Exercise> Leave the pictures out and reproduce all the entries word for word.

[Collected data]
___
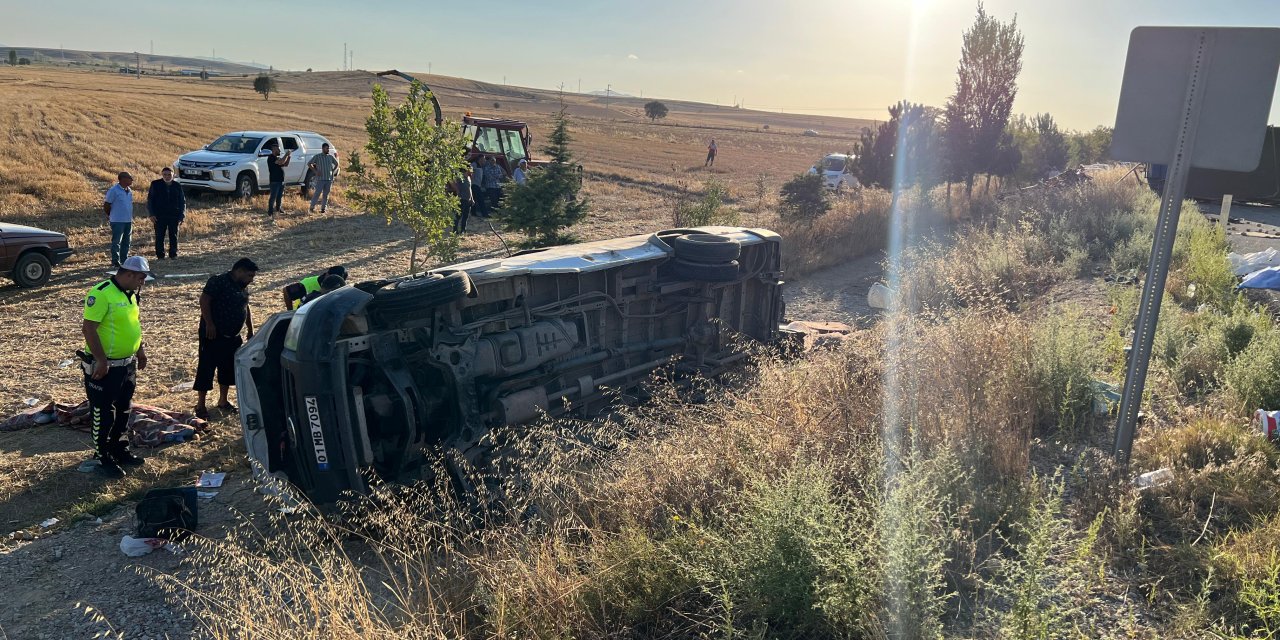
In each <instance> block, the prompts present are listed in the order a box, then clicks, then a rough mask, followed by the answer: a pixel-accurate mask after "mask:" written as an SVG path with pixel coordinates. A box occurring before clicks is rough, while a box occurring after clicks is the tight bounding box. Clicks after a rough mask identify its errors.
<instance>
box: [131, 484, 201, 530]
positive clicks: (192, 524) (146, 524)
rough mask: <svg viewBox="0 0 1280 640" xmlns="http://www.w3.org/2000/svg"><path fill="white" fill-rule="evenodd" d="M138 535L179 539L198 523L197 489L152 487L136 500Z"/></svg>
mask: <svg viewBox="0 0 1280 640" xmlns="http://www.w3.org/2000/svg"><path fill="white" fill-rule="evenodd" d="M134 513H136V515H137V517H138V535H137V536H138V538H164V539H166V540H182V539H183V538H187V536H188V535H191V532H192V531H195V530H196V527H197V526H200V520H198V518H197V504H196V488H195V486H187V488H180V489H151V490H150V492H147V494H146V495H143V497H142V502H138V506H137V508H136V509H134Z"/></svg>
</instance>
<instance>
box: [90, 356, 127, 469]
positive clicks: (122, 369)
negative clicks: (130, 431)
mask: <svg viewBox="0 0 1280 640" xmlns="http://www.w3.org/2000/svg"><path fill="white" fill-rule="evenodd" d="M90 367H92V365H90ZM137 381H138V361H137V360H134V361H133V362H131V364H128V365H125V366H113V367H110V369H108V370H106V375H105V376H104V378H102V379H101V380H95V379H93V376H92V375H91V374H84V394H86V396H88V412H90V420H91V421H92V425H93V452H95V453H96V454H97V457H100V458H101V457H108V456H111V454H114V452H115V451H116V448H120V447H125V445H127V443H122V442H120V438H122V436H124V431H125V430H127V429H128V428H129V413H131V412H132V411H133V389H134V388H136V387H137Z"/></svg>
___
Answer to this task>
In each <instance> block, the prompts present are listed in the order a box, then clicks, then a rough mask, followed by the answer: a pixel-accurate mask after "mask:" written as an SVG path with pixel coordinates. A box occurring before clicks is rough, while a box occurring after clicks is the tight bounding box. Clicks after a rough mask identify its errors.
<instance>
box: [131, 484, 201, 530]
positive clicks: (192, 524) (146, 524)
rough mask: <svg viewBox="0 0 1280 640" xmlns="http://www.w3.org/2000/svg"><path fill="white" fill-rule="evenodd" d="M138 535L179 539L198 523L197 489L152 487L136 500Z"/></svg>
mask: <svg viewBox="0 0 1280 640" xmlns="http://www.w3.org/2000/svg"><path fill="white" fill-rule="evenodd" d="M134 513H136V515H137V517H138V535H137V536H138V538H164V539H166V540H182V539H183V538H187V536H188V535H191V532H192V531H195V530H196V527H197V526H200V520H198V518H197V504H196V488H195V486H187V488H180V489H151V490H150V492H147V494H146V495H143V497H142V502H138V506H137V508H136V509H134Z"/></svg>
</instance>
<instance>
box: [90, 356, 127, 469]
positive clicks: (122, 369)
negative clicks: (130, 431)
mask: <svg viewBox="0 0 1280 640" xmlns="http://www.w3.org/2000/svg"><path fill="white" fill-rule="evenodd" d="M90 367H92V365H90ZM137 381H138V361H137V360H134V361H133V362H131V364H128V365H125V366H113V367H110V369H108V370H106V375H105V376H104V378H102V379H101V380H95V379H93V376H92V375H91V374H84V394H86V396H88V412H90V420H91V421H92V425H93V452H95V453H96V454H97V457H100V458H101V457H108V456H111V454H114V452H115V451H116V448H120V447H125V445H127V443H122V442H120V438H122V436H124V431H125V430H127V429H128V428H129V413H131V412H132V411H133V389H134V388H136V387H137Z"/></svg>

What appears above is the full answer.